■ **出典**:
★ ★ ★ ★

More than 1 year has passed since last update.

データブリックス・ジャパン株式会社

Databricksにおける空間分析アプローチの比較(準備編)

Posted at 2024-02-10

こちらのブログで紹介されているノートブックの1つ目を地理空間情報の処理の勉強を兼ねてウォークスルーします。

上の記事も後で翻訳します。

ノートブックはこちら。

翻訳したものはこちら。

Notebook-01: H3-Geometry アプローチ比較のデータ準備

Photon化H3製品やMosaicの機能の様々な組み合わせを用いたGeometry-Centric、H3-Centric、H3-Geometry Hybridの比較のためのデータエンジニアリング。

クラスター

DBR 13.3 LTS + Photonで実行します。
このデータエンジニアリングの一部は非常に計算量が大きいので、オートスケーリング2から10などに設定したm5d.4xlarge(メモリーよりも計算処理を優先) AWSワーカーを使用します。

上の指示の通り、大きめのクラスターを準備します。

セットアップ

%pip install databricks-mosaic==0.4.0 --quiet

from pyspark.databricks.sql.functions import *

from pyspark.sql import functions as F
from pyspark.sql.functions import udf, col
from pyspark.sql.types import *
from pyspark.sql import Window

import os
import pathlib
import requests

import mosaic as mos
mos.enable_mosaic(spark, dbutils)

★ ★ ★ ★

■ **作業内容**:
• A. 上の空間分析比較の記事をもとに、次の問いにそれぞれ答えてください。
(i) 記事の投稿日はいつですか。
(ii) AWSワーカーとして使うインスタンスタイプは何ですか。
(iii) pipでインストールするdatabricks-mosaicのバージョンは何ですか。
• B. 上の空間分析比較の記事を、最後の行の後から書き進めてください。

★ ★ ★ ★

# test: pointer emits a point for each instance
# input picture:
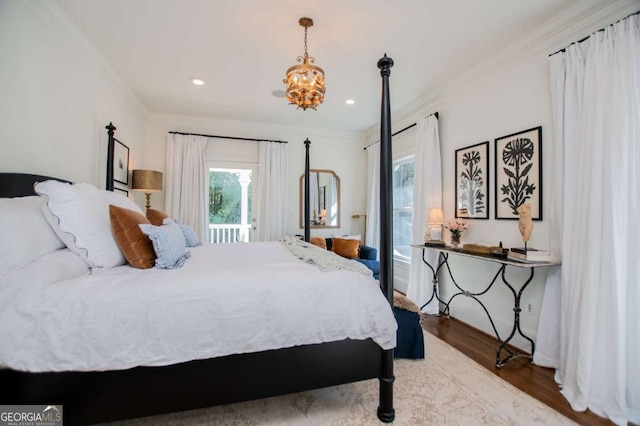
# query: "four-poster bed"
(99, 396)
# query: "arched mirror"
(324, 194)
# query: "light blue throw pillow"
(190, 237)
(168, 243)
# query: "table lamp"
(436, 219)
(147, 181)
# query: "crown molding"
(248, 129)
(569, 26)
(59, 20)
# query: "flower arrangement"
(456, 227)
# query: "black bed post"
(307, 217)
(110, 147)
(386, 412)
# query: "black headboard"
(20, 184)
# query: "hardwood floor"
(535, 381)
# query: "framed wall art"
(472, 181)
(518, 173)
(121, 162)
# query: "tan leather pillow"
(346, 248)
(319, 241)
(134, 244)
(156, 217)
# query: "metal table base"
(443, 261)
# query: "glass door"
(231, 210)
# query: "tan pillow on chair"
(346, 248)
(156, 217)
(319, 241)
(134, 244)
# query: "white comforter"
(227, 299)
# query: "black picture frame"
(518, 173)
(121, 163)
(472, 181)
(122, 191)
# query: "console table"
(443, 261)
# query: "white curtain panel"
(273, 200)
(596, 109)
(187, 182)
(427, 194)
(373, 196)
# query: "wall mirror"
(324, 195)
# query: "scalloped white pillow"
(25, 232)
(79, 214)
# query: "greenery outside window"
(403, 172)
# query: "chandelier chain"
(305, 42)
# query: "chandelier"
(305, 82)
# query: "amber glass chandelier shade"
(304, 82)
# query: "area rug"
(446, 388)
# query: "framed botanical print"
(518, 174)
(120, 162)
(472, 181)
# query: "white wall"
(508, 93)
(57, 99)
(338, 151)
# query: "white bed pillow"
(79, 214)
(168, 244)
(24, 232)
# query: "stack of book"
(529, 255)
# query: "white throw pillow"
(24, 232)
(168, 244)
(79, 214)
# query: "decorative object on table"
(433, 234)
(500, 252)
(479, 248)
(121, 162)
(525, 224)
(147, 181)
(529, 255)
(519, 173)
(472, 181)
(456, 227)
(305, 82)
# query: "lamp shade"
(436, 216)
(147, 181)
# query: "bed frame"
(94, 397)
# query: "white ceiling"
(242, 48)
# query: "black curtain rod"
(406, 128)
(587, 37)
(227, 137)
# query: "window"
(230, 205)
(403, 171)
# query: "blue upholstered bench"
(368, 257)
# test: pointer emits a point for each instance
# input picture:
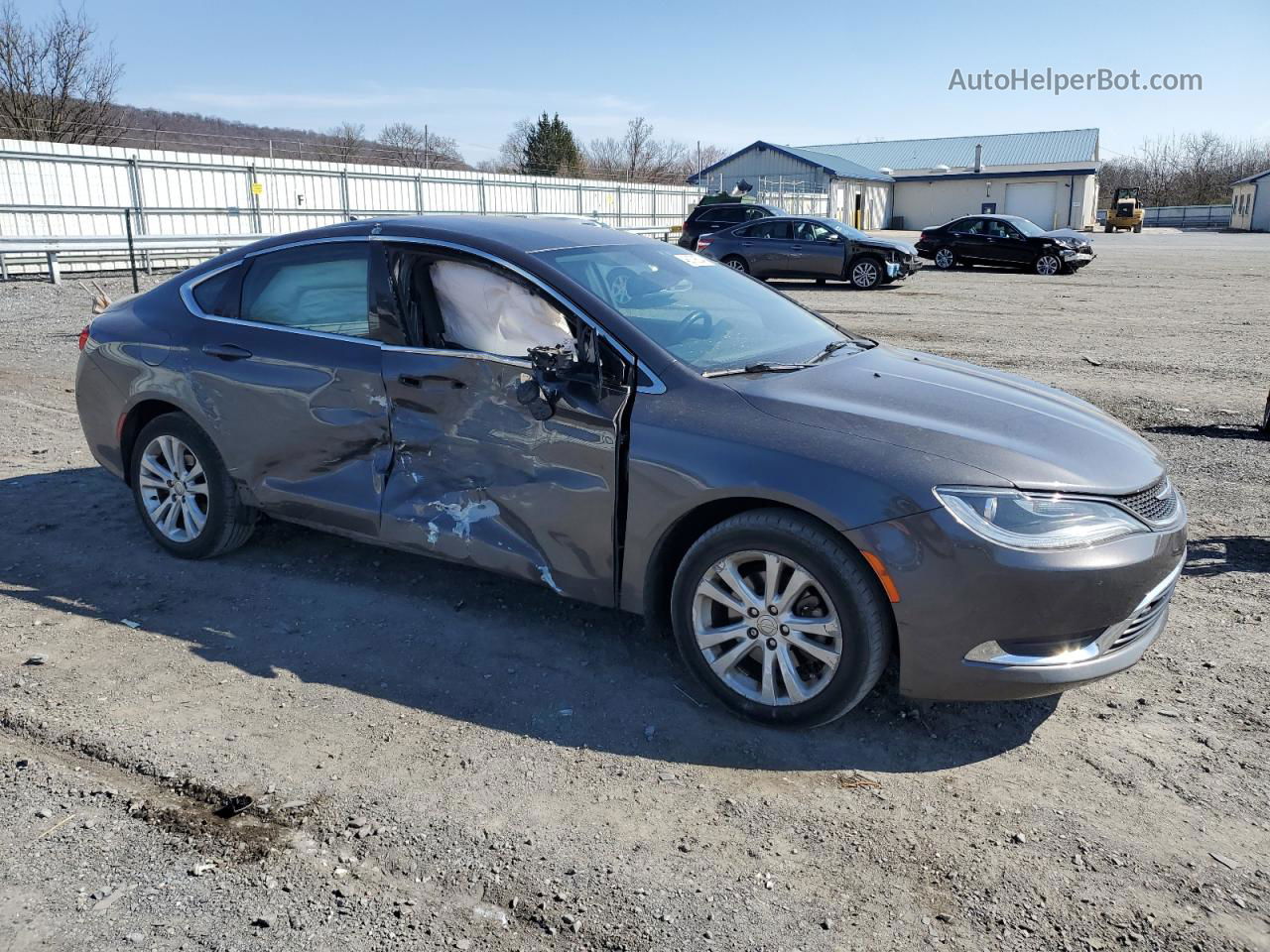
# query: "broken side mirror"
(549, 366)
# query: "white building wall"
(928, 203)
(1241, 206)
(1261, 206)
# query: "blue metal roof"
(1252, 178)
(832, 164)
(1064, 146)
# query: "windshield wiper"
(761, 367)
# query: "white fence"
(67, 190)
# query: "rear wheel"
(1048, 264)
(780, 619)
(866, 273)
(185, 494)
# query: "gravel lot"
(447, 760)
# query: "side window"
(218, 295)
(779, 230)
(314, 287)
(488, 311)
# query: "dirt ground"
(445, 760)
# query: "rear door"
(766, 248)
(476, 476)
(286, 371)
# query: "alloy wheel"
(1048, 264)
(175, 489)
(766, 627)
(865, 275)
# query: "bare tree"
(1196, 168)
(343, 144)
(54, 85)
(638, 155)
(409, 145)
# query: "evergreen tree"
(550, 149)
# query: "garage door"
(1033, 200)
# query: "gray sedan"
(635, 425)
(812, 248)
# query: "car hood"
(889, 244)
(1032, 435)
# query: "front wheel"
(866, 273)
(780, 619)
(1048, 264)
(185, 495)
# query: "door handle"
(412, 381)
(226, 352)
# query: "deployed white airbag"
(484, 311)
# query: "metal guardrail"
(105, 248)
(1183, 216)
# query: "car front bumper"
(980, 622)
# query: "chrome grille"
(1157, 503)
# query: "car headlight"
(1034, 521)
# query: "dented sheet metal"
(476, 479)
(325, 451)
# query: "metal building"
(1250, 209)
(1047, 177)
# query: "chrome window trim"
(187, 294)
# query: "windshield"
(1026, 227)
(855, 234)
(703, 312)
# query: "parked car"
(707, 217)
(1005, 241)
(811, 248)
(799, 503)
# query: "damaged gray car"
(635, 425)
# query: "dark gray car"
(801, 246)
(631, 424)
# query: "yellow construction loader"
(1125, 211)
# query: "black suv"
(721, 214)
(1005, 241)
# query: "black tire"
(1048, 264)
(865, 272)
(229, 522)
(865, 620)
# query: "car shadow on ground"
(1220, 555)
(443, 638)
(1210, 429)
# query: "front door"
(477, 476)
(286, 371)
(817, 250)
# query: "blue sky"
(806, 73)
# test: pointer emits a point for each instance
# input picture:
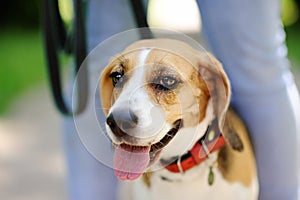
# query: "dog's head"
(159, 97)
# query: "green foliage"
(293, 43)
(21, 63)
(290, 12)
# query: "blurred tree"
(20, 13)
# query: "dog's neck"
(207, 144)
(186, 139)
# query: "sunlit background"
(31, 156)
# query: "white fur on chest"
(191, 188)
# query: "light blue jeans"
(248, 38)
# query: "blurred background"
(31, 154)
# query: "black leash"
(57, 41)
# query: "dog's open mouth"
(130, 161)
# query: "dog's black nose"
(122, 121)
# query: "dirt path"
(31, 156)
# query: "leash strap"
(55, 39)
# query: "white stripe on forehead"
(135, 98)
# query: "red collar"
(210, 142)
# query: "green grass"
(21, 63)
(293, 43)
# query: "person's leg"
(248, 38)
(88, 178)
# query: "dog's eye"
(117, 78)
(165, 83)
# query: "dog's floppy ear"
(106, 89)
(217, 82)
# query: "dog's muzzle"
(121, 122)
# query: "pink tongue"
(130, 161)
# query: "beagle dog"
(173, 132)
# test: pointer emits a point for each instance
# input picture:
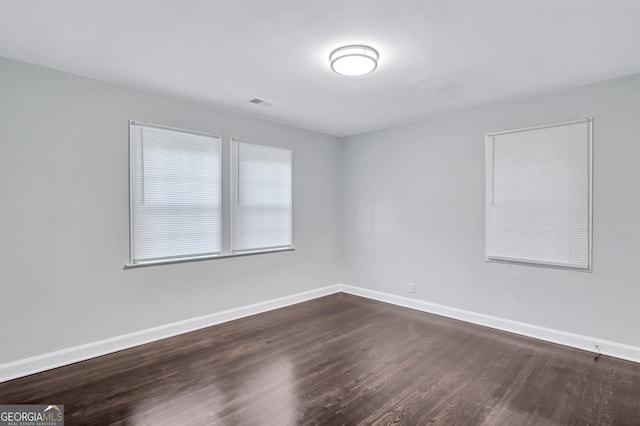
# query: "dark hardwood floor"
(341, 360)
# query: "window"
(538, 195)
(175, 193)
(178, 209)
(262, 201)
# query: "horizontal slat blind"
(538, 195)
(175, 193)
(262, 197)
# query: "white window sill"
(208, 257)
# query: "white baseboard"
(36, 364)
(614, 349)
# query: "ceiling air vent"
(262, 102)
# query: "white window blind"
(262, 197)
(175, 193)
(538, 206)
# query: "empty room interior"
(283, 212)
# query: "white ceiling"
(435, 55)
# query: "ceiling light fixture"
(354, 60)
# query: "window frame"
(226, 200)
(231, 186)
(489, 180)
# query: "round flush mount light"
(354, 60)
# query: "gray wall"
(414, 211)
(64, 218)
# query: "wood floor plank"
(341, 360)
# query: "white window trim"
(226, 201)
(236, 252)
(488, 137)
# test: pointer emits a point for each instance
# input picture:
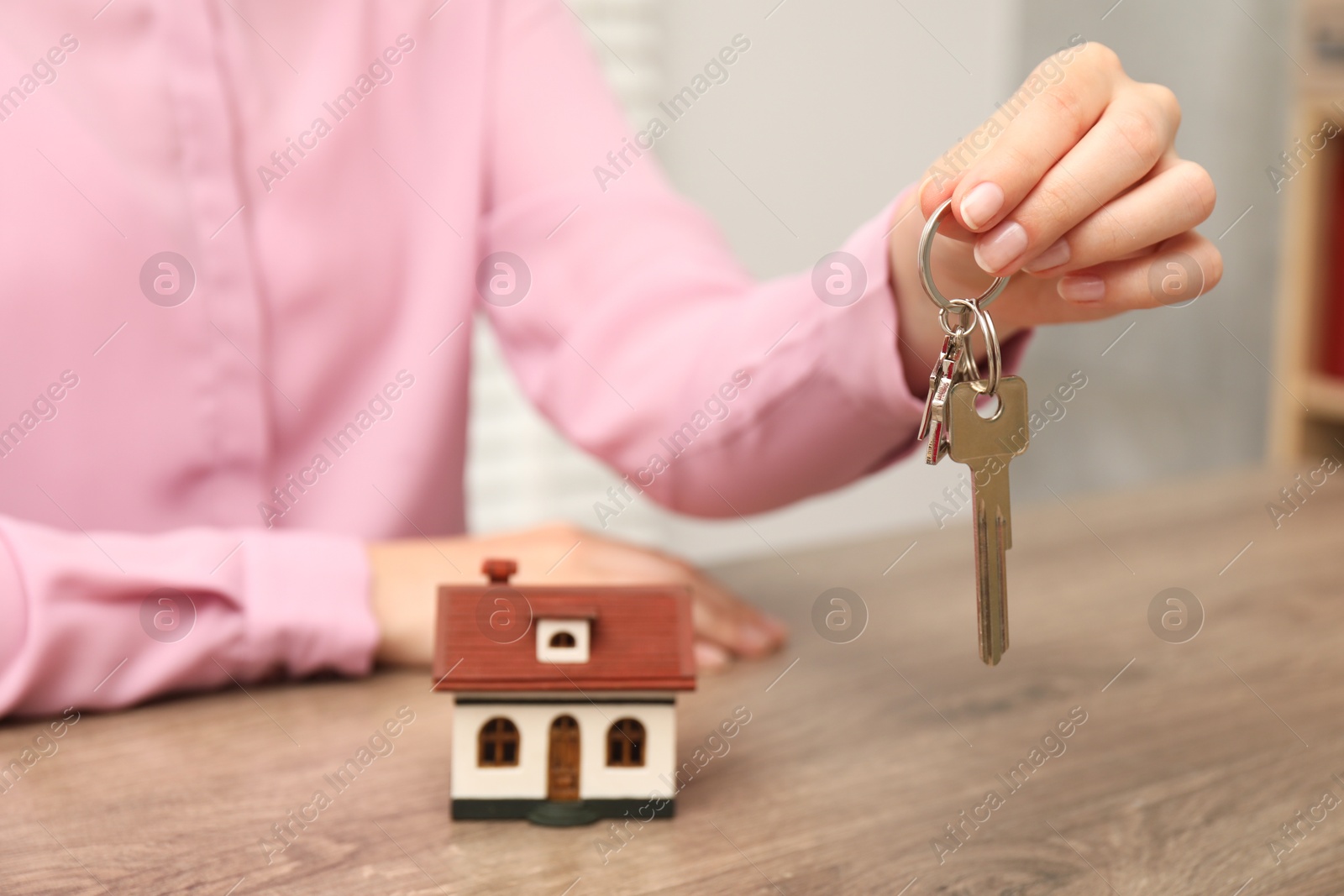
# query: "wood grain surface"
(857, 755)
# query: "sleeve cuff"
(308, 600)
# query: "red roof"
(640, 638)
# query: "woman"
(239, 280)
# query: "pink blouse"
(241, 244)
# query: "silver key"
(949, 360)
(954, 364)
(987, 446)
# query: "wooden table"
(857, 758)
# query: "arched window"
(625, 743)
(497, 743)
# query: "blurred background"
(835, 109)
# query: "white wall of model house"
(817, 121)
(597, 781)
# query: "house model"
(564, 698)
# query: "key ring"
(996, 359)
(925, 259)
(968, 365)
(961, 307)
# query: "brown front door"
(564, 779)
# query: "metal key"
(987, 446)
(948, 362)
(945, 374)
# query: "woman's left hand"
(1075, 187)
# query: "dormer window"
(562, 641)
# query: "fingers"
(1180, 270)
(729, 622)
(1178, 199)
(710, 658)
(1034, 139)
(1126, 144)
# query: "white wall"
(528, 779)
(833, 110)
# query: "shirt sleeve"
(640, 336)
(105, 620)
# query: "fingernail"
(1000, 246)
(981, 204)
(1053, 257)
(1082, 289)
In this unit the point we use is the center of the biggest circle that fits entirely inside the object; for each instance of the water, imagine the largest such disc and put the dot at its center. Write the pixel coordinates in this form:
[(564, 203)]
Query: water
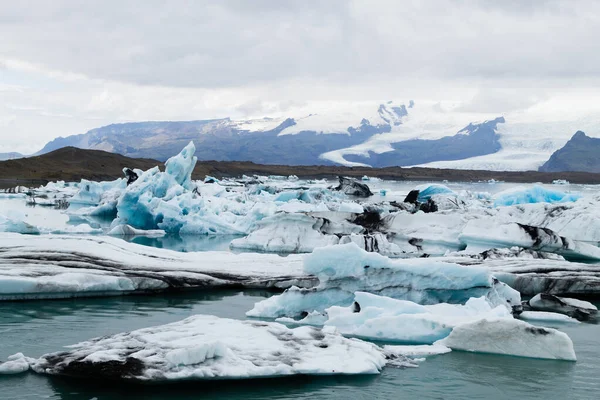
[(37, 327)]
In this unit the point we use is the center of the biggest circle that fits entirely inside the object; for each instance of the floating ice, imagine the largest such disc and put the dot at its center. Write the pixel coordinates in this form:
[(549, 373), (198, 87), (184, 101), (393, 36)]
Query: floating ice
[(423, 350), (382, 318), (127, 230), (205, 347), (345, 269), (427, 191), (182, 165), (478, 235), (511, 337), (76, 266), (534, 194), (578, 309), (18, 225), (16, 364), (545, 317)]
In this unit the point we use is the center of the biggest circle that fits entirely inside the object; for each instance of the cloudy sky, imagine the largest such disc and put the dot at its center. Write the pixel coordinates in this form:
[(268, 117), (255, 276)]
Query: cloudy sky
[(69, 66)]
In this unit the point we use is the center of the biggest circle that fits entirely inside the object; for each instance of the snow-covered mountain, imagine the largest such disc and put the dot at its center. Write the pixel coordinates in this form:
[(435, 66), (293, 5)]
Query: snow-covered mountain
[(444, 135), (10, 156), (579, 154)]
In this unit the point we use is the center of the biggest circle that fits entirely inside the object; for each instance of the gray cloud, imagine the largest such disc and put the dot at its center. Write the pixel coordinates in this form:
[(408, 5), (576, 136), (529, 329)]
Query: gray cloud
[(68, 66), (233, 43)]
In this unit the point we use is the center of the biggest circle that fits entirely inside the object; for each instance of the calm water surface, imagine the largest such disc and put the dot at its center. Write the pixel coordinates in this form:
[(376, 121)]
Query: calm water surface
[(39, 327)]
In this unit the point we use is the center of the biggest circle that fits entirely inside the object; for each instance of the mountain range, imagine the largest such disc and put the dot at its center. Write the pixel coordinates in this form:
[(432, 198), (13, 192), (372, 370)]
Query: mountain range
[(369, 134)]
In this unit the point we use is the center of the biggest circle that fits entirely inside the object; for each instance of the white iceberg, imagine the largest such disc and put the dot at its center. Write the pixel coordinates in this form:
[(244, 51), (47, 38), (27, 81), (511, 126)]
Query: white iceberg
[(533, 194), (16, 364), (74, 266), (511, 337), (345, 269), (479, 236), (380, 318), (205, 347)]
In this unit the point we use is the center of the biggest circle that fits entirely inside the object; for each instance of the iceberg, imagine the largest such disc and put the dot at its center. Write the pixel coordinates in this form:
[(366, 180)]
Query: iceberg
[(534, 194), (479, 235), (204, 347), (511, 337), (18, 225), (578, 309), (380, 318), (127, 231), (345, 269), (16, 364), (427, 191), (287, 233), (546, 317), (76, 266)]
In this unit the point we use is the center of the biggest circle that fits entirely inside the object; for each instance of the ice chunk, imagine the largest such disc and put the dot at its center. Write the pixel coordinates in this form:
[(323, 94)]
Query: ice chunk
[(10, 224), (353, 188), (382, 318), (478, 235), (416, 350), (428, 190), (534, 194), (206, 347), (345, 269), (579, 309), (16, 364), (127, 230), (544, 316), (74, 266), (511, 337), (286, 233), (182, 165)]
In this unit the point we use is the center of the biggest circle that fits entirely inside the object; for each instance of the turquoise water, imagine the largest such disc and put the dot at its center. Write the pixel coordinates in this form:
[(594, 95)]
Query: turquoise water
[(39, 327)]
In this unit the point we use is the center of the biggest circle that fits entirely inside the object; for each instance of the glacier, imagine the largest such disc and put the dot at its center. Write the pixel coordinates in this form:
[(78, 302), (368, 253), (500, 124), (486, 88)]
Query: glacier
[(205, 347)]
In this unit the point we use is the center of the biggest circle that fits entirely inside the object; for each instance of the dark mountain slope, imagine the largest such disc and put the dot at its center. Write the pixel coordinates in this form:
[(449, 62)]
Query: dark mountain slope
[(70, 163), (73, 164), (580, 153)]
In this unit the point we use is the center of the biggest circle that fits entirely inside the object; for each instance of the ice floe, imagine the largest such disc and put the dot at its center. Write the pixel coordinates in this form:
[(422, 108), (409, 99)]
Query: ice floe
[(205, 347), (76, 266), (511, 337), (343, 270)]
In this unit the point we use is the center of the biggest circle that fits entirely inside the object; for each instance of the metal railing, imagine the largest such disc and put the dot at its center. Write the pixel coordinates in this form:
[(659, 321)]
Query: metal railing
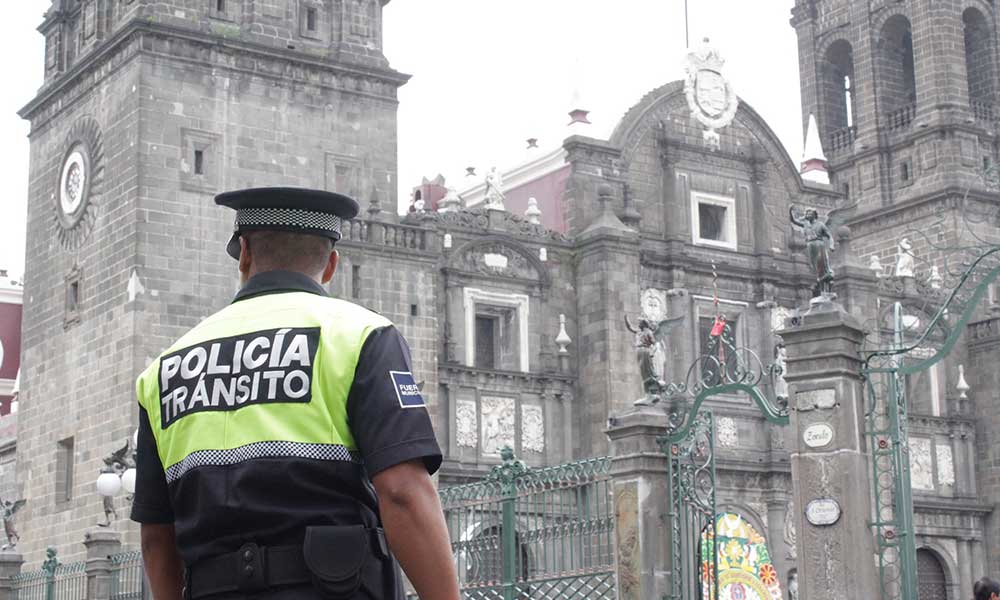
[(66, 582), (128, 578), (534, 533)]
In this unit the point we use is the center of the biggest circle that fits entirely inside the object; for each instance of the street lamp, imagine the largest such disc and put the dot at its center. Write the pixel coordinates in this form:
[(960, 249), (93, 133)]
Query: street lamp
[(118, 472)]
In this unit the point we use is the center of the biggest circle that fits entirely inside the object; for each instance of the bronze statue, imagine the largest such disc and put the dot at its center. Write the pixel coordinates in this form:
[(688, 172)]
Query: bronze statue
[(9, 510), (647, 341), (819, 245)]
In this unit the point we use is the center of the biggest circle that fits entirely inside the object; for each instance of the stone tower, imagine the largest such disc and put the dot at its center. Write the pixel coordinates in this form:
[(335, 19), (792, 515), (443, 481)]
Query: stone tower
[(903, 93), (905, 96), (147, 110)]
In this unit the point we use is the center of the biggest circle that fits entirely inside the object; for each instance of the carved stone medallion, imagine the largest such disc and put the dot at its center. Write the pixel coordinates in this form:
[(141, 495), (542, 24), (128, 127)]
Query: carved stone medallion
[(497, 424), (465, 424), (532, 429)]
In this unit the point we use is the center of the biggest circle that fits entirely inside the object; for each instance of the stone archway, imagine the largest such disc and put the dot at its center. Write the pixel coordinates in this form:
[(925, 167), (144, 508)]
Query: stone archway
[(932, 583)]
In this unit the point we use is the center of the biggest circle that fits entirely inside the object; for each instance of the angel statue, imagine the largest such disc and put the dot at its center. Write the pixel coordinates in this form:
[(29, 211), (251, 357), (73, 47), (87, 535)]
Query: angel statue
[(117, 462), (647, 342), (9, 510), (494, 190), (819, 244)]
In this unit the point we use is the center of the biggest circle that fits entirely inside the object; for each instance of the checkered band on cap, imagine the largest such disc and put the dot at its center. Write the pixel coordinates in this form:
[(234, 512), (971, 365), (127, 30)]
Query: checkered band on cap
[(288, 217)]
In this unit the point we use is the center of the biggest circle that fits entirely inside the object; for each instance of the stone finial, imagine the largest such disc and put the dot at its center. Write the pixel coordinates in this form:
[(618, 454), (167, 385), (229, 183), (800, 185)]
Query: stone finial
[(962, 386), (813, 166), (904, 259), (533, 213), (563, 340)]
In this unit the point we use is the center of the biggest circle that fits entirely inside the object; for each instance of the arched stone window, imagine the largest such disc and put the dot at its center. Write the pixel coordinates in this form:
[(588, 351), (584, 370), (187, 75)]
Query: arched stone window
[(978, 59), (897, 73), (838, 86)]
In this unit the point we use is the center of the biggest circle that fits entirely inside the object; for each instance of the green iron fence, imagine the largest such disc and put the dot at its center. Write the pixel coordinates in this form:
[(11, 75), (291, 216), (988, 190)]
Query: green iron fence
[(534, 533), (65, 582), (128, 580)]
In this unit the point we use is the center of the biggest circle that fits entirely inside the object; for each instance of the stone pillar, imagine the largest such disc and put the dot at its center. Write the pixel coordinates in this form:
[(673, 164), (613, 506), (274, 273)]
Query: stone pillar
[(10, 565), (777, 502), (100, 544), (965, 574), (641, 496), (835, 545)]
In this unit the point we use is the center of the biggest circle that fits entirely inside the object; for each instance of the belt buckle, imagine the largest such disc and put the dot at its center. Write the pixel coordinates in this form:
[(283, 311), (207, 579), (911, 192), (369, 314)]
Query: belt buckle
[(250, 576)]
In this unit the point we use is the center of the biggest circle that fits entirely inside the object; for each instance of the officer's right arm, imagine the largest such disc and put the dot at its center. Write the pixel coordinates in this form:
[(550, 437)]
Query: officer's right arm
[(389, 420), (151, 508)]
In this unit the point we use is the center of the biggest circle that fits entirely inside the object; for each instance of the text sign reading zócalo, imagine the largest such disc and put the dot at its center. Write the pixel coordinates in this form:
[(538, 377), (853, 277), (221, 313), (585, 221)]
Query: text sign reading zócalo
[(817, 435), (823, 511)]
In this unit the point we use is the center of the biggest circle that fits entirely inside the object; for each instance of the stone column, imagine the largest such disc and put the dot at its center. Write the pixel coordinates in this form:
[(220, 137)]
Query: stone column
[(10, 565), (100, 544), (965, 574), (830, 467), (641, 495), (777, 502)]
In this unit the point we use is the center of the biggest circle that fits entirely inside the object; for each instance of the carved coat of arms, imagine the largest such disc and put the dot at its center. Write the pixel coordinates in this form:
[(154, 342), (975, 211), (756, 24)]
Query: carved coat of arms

★ ★ ★ ★

■ **期待される出力**:
• A.
(i) 2024-02-10
(ii) m5d.4xlarge
(iii) 0.4.0

• B.
from keplergl import KeplerGl

def display_kepler(kmap:KeplerGl, height=800, width=1200) -> None:
  """
  kepler.glで地図をレンダリングする便利関数
  - 直接レンダリングできない場合、あるいは
    %%mosaic_kepler magic以上のことを行いたい場合に使います
  """
  displayHTML(
    kmap
      ._repr_html_()
      .decode("utf-8")
      .replace(".height||400", f".height||{height}")
      .replace(".width||400", f".width||{width}")
  )

データベースとファイルパスの準備、Hiveメタストアを使っているのでUnity Catalogに移行したいところ。

username = dbutils.notebook.entry_point.getDbutils().notebook().getContext().userName().get()
db_name = username.split('.')[0].replace("@","_") + "_h3_geometry"
sql(f"CREATE DATABASE IF NOT EXISTS {db_name}")
sql(f"USE {db_name}")
os.environ['username'] = username
os.environ['db_name'] = db_name
print(f"...username: '{username}', db_name: '{db_name}' (create & use)")

raw_path = f"dbfs:/tmp/mosaic/{username}"
print(f"...raw data will be stored in {raw_path}")

...username: 'takaaki.yayoi@databricks.com', db_name: 'takaaki_h3_geometry' (create & use)
...raw data will be stored in dbfs:/tmp/mosaic/takaaki.yayoi@databricks.com

`trip`テーブル

DatabricksプラットフォームではDelta Lakeとして保存されたビルトインのデータセットを利用できます。 -- このデータには1.6Bのトリップが含まれています。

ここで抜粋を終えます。